_Extract provided:_
AARP suit claims wellness-program regulations allow employers to coerce participation
An AARP lawsuit claims new regulations governing workplace wellness programs violate laws barring genetic and disability discrimination.
The AARP suit (PDF) filed on Monday challenges the rules issued by the Equal Employment Opportunity Commission, report the National Law Journal (sub. req.) and the New York Times. The group is seeking a preliminary injunction to block the rules, which are scheduled to take effect in 2017.
According to the EEOC, the Americans with Disabilities Act and the Genetic Information Nondiscrimination Act generally bar employers from requesting workers’ medical data, except for strictly voluntary wellness programs. Such programs often collect health information through biometric testing or medical questionnaires.

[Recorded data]
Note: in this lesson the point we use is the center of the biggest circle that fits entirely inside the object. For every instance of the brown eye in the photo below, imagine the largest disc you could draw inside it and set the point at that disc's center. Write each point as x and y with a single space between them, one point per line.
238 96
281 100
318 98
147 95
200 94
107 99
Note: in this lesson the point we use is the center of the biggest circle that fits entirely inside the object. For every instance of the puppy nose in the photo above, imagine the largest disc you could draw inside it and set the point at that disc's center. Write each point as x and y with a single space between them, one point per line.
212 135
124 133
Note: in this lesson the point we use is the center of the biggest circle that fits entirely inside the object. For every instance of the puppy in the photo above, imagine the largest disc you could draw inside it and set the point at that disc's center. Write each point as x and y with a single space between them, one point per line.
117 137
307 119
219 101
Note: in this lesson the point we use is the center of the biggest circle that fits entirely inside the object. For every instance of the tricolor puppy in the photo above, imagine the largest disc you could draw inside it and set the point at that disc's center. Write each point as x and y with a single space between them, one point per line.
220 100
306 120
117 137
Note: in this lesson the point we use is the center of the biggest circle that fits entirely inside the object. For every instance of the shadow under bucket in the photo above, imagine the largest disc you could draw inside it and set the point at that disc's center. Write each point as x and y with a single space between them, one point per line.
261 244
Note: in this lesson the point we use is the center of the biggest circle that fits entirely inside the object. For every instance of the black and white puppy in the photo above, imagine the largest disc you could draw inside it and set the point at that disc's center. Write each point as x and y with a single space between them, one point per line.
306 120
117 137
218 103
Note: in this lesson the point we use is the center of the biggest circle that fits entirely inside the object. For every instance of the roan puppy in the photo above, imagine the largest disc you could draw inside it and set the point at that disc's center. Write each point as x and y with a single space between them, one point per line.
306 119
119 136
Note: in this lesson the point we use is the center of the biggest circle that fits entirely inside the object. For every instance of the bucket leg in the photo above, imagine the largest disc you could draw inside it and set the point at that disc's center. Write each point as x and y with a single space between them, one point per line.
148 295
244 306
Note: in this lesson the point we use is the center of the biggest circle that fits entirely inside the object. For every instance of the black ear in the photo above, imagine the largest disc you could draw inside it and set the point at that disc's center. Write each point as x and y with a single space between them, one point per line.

_Brief 1:_
List every organization the AARP lawsuit article names, counting news publications as organizations.
_Brief 2:_
Continue the AARP lawsuit article from its last sentence.

_Exercise result 1:_
AARP
Equal Employment Opportunity Commission (EEOC)
National Law Journal
New York Times

_Exercise result 2:_
The new EEOC rules provide that programs are voluntary if health coverage is not conditioned on participation, and if a penalty for nonparticipation is no more than 30 percent of an employee’s health insurance premium. The AARP claims the 30 percent rule allows a penalty so substantial as to make an employee’s participation involuntary.
Dara Smith, one of the AARP lawyers, told the National Law Journal there is a danger to older workers when health data is disclosed to employers. Older workers are more likely to have problems such as high blood press, diabetes and depression, Smith said. Employers might respond by laying off older workers to save on health insurance costs, Smith said.